**Textauszug**
***
Auch die Kultusministerkonferenz unterstützt die Einrichtung eines Nationalen Bildungsrates. Wieder geht es um Vereinheitlichungen, einmal durch Bildungsstandards und deren kontrollierte Umsetzung, zum anderen durch Abituraufgaben, die zunehmend länderübergreifend in angeglichener oder identischer Weise gestellt werden. Von Vielseitigkeit oder bewusst differierenden Ansätzen ist nichts zu finden, auch nicht in der Lehrerbildung.

Das Netzwerk Bildung der Friedrich Ebert-Stiftung fordert, dass die Empfehlungen des Bildungsrats die große Bandbreite an Perspektiven der Betroffenen berücksichtigen soll. Dass es mit der Beteiligung von Eltern, Pädagogen und Schülern nur begrenzt ernst gemeint ist, wird daran deutlich, dass die Beteiligung im Sinn einer reibungslosen Akzeptanz der zu treffenden Entscheidungen erfolgen soll und dass sie je nach Thema optional ist. Das läuft darauf hinaus, den Empfehlungen des Nationalen Bildungsrates eine Legitimität dadurch verleihen zu wollen, dass gesagt werden kann, die Beteiligten und Involvierten seien doch beteiligt und angehört worden – ein problematischer Ansatz.
***
**Bereitgestelltes Material**
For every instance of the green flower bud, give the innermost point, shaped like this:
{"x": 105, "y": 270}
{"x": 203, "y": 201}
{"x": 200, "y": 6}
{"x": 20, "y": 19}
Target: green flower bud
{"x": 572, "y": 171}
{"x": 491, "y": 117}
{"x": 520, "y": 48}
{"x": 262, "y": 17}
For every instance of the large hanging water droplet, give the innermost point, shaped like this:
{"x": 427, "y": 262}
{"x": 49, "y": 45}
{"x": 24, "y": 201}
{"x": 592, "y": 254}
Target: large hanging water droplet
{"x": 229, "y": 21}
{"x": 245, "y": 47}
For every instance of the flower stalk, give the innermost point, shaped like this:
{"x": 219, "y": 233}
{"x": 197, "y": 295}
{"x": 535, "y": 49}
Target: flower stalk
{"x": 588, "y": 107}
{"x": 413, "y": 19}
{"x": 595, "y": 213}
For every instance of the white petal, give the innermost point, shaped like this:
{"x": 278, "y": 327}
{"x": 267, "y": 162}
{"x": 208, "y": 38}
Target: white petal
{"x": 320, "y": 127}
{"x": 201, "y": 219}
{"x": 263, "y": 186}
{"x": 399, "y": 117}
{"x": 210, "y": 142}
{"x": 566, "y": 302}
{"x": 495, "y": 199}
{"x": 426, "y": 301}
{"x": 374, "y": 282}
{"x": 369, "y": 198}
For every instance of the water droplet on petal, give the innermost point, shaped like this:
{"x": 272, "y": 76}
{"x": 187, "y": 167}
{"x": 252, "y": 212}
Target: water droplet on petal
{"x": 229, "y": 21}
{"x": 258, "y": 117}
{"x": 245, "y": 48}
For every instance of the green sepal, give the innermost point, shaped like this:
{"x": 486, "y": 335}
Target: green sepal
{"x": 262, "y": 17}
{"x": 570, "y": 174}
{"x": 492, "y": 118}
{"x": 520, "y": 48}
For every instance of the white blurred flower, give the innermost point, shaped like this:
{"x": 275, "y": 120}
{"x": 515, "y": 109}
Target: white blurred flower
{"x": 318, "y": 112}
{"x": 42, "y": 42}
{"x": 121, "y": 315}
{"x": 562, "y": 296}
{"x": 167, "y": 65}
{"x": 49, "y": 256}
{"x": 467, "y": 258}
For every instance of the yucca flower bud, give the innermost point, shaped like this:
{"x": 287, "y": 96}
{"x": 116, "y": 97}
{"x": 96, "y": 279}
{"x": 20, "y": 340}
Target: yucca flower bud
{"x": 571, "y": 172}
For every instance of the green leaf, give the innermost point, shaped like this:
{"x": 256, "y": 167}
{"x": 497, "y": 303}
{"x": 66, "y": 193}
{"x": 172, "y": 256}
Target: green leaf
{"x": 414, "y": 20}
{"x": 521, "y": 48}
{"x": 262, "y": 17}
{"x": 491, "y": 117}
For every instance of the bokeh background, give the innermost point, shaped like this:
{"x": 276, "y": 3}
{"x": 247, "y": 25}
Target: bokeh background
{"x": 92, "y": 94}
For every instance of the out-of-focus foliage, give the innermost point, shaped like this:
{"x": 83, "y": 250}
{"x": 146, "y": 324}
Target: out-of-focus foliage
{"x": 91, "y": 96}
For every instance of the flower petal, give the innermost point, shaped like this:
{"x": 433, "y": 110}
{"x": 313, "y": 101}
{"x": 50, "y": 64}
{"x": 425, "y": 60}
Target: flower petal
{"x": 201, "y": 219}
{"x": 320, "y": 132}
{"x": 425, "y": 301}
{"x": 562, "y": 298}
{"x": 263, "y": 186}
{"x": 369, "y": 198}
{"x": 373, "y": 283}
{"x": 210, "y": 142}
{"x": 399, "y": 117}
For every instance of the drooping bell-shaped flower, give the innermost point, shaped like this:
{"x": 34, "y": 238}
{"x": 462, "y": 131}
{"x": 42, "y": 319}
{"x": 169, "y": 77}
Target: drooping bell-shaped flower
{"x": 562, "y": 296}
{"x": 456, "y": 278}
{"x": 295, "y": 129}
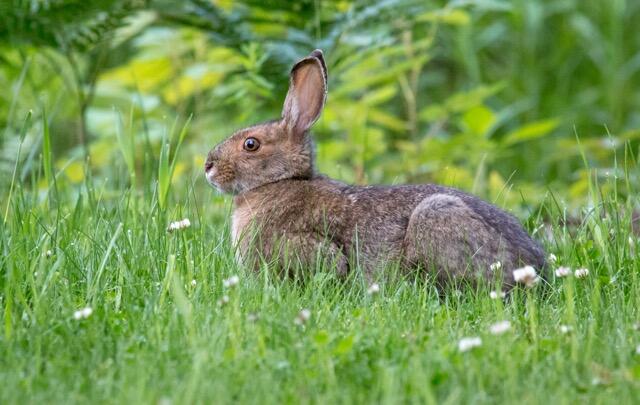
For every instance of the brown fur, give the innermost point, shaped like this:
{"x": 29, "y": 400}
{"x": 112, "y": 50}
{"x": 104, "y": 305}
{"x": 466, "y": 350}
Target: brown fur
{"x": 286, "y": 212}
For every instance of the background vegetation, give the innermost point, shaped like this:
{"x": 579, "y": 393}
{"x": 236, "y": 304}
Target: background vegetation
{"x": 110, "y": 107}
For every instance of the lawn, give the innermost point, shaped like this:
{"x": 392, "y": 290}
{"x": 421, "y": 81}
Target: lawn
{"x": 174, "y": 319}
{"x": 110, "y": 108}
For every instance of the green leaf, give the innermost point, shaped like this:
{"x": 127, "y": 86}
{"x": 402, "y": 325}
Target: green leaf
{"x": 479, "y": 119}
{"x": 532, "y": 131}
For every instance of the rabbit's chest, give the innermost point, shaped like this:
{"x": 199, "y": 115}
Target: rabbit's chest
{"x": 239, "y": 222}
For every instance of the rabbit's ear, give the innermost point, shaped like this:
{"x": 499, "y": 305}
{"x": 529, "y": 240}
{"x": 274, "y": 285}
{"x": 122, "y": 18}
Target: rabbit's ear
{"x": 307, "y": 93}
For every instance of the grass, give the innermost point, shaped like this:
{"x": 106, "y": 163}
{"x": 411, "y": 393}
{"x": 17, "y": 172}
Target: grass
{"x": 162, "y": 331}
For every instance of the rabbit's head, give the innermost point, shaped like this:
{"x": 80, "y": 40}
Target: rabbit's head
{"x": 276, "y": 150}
***
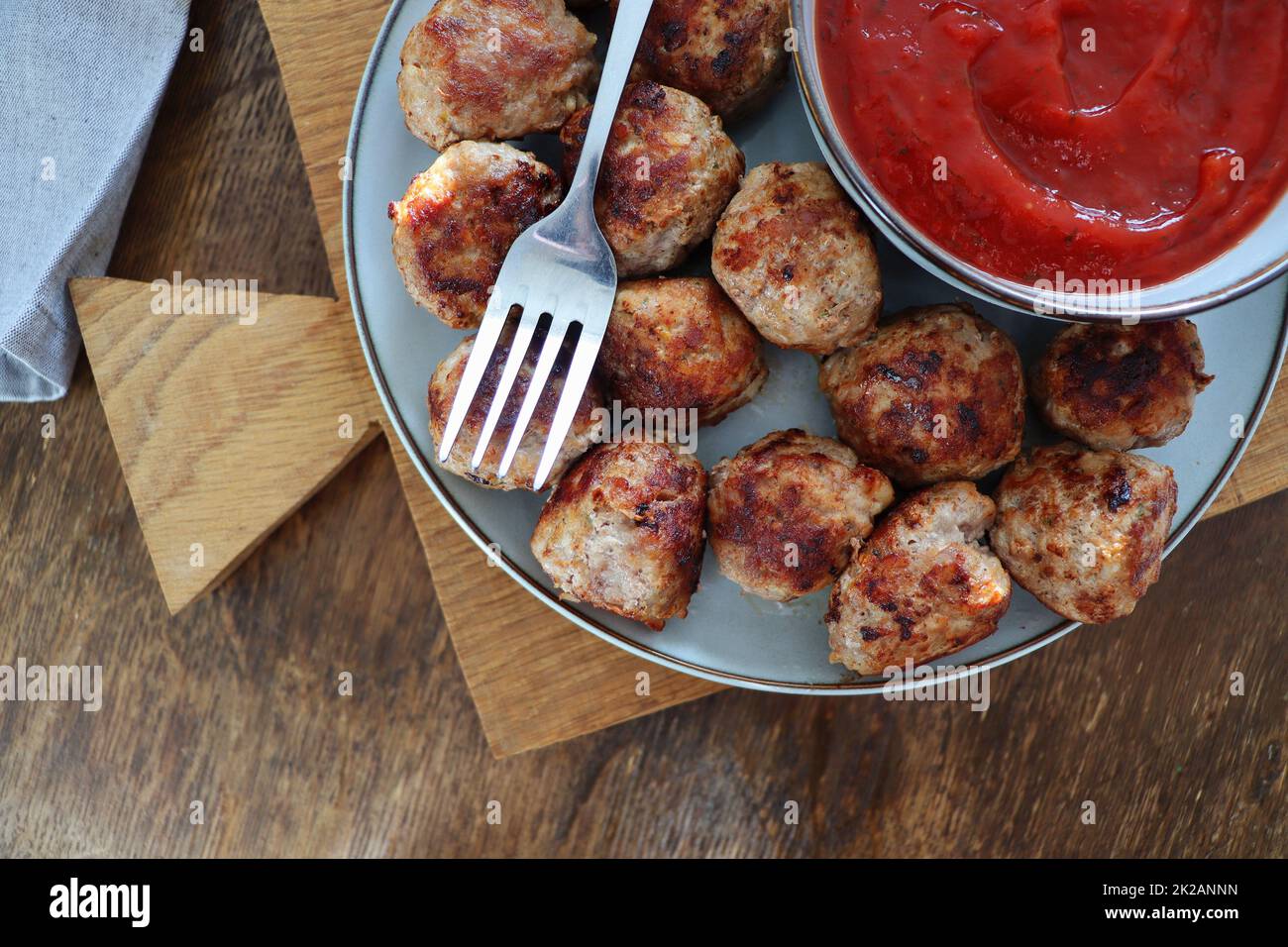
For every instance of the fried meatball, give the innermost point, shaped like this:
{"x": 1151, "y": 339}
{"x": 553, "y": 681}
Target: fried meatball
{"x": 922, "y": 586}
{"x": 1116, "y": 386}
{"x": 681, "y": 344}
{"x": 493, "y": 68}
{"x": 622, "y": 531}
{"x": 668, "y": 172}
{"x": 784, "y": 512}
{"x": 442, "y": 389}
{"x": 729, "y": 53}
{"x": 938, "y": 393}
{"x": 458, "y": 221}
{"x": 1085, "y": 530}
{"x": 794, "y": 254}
***
**Ihre Aufgaben**
[a] Schreiben Sie aus dem Textauszug alles von „Auch die Kultusministerkonferenz“ bis hinunter zu „in der Lehrerbildung.“ ab.
[b] Beantworten Sie anhand des Textauszugs jede Frage kurz.
(i) Welche Konferenz unterstützt die Einrichtung eines Nationalen Bildungsrates?
(ii) Auf welche zwei Arten soll vereinheitlicht werden?
(iii) Wer fordert, dass die Empfehlungen des Bildungsrats die große Bandbreite an Perspektiven der Betroffenen berücksichtigen sollen?
[c] Woran macht der Textauszug fest, dass die Beteiligung von Eltern, Pädagogen und Schülern nur begrenzt ernst gemeint ist? Antworten Sie in ein bis drei Sätzen.

**Lösungen**
[a]
Auch die Kultusministerkonferenz unterstützt die Einrichtung eines Nationalen Bildungsrates. Wieder geht es um Vereinheitlichungen, einmal durch Bildungsstandards und deren kontrollierte Umsetzung, zum anderen durch Abituraufgaben, die zunehmend länderübergreifend in angeglichener oder identischer Weise gestellt werden. Von Vielseitigkeit oder bewusst differierenden Ansätzen ist nichts zu finden, auch nicht in der Lehrerbildung.

[b]
(i) Die Kultusministerkonferenz.
(ii) Durch Bildungsstandards und deren kontrollierte Umsetzung sowie durch Abituraufgaben, die zunehmend länderübergreifend in angeglichener oder identischer Weise gestellt werden.
(iii) Das Netzwerk Bildung der Friedrich Ebert-Stiftung.

[c] Die Beteiligung soll im Sinn einer reibungslosen Akzeptanz der zu treffenden Entscheidungen erfolgen. Außerdem ist sie je nach Thema optional.